_What you will do_
Could you rewrite the records below, changing every "keypoint" to "target point" and leaving all else the same?

_Dataset excerpts on object pointing_
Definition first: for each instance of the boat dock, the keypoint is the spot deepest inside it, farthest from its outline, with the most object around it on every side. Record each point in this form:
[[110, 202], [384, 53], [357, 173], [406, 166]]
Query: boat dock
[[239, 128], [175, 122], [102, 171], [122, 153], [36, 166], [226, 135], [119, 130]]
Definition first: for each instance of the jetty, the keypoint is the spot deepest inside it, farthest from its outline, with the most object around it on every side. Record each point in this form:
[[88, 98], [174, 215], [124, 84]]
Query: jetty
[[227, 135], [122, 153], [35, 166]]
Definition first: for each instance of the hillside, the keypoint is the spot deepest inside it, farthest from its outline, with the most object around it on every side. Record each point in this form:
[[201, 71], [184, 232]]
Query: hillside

_Output below_
Definition first: for each instance of the boat dock, the target point is the spot deepest inside it, farthest from its outline, with the most object around it on every side. Record each point in this form:
[[110, 202], [384, 53], [357, 173], [406, 166]]
Query: boat dock
[[239, 128], [175, 122], [102, 171], [122, 153], [36, 166], [226, 135], [119, 130]]
Definition first: for each instance of the jetty, the target point is the spot deepest inside it, farthest from its outline, with the most object around it on every side. Record each point in this form:
[[88, 98], [174, 215], [124, 84]]
Query: jetty
[[227, 135], [122, 153], [35, 166]]
Definition first: for each instance of the hillside, the target point is the spot deepest inside it, farthest from its outline, with the most object around it on every side. Record each point in this form:
[[201, 71], [184, 232]]
Query: hillside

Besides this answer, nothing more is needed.